**** Text section ****
To say that the amendments are complex is an understatement! The amendments to the Act will only apply to debtors who have a debt which is secured over their family home and in respect of which the debtors, on 1 January 2015, were in arrears with their payments, or the debtors, having been, before 1 January 2015, in arrears with their payments, had entered into an alternative repayment arrangement with the secured creditor concerned. As such, possible removal of the creditors’ veto only applies to a Personal Insolvency Arrangement (“PIA”) and does not apply to Debt Settlement Arrangements.
If a PIA is voted against at the creditors meeting, then the debtor has the right to appeal to the courts to review the creditors’ votes. The appeal would have to be made by the PIP on behalf of the debtor. It is expected that the legal team representing the PIP would require payment up front, and that such a payment would have to be financed by the debtor. No guidelines have yet been given on who will pay the costs of creditors who successfully "win" cases.
****
# [To be done]
#1 Reproduce the passage on the insolvency amendments word for word, starting at "To say that" and ending at "Debt Settlement Arrangements.".
#2 In one to three sentences, explain why the passage on the insolvency amendments says that possible removal of the creditors' veto applies only to a Personal Insolvency Arrangement.
**** Recorded information ****
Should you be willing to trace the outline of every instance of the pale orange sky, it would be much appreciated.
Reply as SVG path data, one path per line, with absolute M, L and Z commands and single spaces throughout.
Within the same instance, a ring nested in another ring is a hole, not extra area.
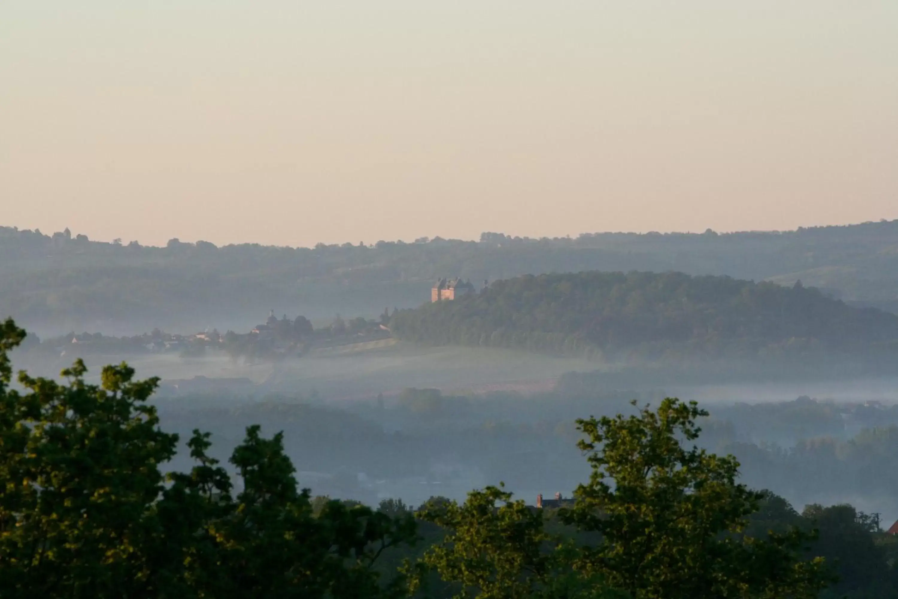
****
# [Full solutions]
#1
To say that the amendments are complex is an understatement! The amendments to the Act will only apply to debtors who have a debt which is secured over their family home and in respect of which the debtors, on 1 January 2015, were in arrears with their payments, or the debtors, having been, before 1 January 2015, in arrears with their payments, had entered into an alternative repayment arrangement with the secured creditor concerned. As such, possible removal of the creditors’ veto only applies to a Personal Insolvency Arrangement (“PIA”) and does not apply to Debt Settlement Arrangements.

#2 The amendments to the Act apply only to debtors whose debt is secured over their family home and who were in arrears with their payments on 1 January 2015. They also cover debtors who had been in arrears before that date and had entered into an alternative repayment arrangement with the secured creditor. As a result, possible removal of the creditors' veto applies only to a Personal Insolvency Arrangement and not to Debt Settlement Arrangements.